出典:
>>

年始ということで、少し最近考えていることをまとめたい!ということで、スケール(規模)を置き直すことの重要性を考えたいと思います。

2022年末にfacebookにこんな投稿をした。

今年はずっと「森と暮らしの関係性のリデザイン」、ということをテーマにいろんなところで話をしてきた。
森と暮らしが遠くなっている今の暮らしは、どこかの時点でデザインされたものだから、新しい関係性はデザインし直すことができる、という考え方。ではどうやって「リデザイン」していくのか。
そのことに考え込んでいたけれど、一つのキーワードが浮かんだ。それはいろいろな地域をめぐり、海外に足を運び、そして地域資源を使った商品開発の中で何度も壁にぶち当たることで、生まれたもの。
それが「リスケール」。新しいスケールを作りなおしていくことが多くの暮らしを面白く次の時代に連れて行ってくれそうだな、と妄想する。
大きすぎず、小さすぎず。中くらいのスケール。それが一番難しいのだけれど。

facebook投稿 2022.12.24 

毎年年末頃にぼんやりと翌年のテーマを考えていて、2021年は、Relationship(関係性)がテーマだった。そして2022年はRedesign(再設計)をテーマに考え事をしてきて、2023年は、このRescale(新しい規模を確立する)をテーマにしてみたい。

<<

収集データ:
>>

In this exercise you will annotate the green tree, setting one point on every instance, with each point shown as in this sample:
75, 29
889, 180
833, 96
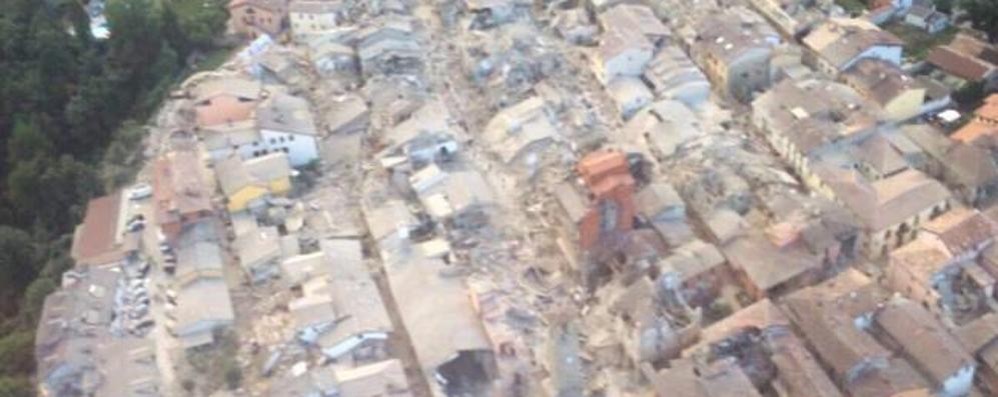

<<

指示:
1) リスケールについての文章に出てくる年ごとのテーマを、それぞれの年とあわせてすべて挙げよ。
2) リスケールについての文章の続きを書け。
データはリスケールについての文章とは無関係だ。

解答:
1)
2021年：Relationship（関係性）
2022年：Redesign（再設計）
2023年：Rescale（新しい規模を確立する）

2)
地域資源を生かすビジネスとスケール

地域資源を使ってものづくりをしていると、素材調達や流通、売り先といったスケールとビジネスに間に難しいことがたくさん現れる。
手づくり(クラフト)のスケール(規模)だと地域資源を使ったプロダクトは比較的作りやすい。例えば地域の野菜を使った加工品づくりなんかをイメージするとわかりやすい。地域の生産者さんを訪ねて農産物を買わせてもらったり、出荷できないキズものを売ってもらって、そこから手間をかけて商品を作る。もしくは自分で野菜を育ててみてもいいかもしれない。

森の資源利用は農産物よりは少し難しくなるけれどそれでもできる可能性は高い。例えばスギやヒノキ、カラマツといった一般流通している針葉樹であれば、地域の製材所さんや材木屋さんに相談すれば買えるところもある。

そこから、スギ、ヒノキを使って小物や家具の商品をつくるのはできる。
あとはアロマや精油といった森の未利用資源を使うものもやりやすい。木こりさんに相談して、伐採の時に出てくる枝葉を買い取らせてもらったり、現場に取りにいくことで材料調達は可能になる。

地域の広葉樹となると割と大変になる。無垢の家具は多くの場合、広葉樹(オークやウォルナットなどが馴染みがあるかもしれません)が使われている。
家具材となる広葉樹はこれまで外国産材のものが一般的で、日本では広葉樹林業というのはほとんど実践されていない(北海道や一部地域ではあります)。そのため、広葉樹を狙って伐採して材木として販売している人たちは多くない。

だから地域の広葉樹を丸太や板で購入できる場所はほとんどない。それでも、やまとわの中村さんは、地域の森の木を使いたいと考えて、木こりさんに連絡をして最初は断られながら、自分で山に木を取りに行くことで地域の木を使うことをやりはじめた。その木を製材所に持ち込んで製材してもらい、2〜4年くらい天然乾燥させて、使うということを実践した。だから、できないことはない。けれど結構大変。
でも、そうやって一度ルートができれば、そこから道は少しずつ開いていく。

小さいスケールのものづくりは地域資源利用と相性がいい。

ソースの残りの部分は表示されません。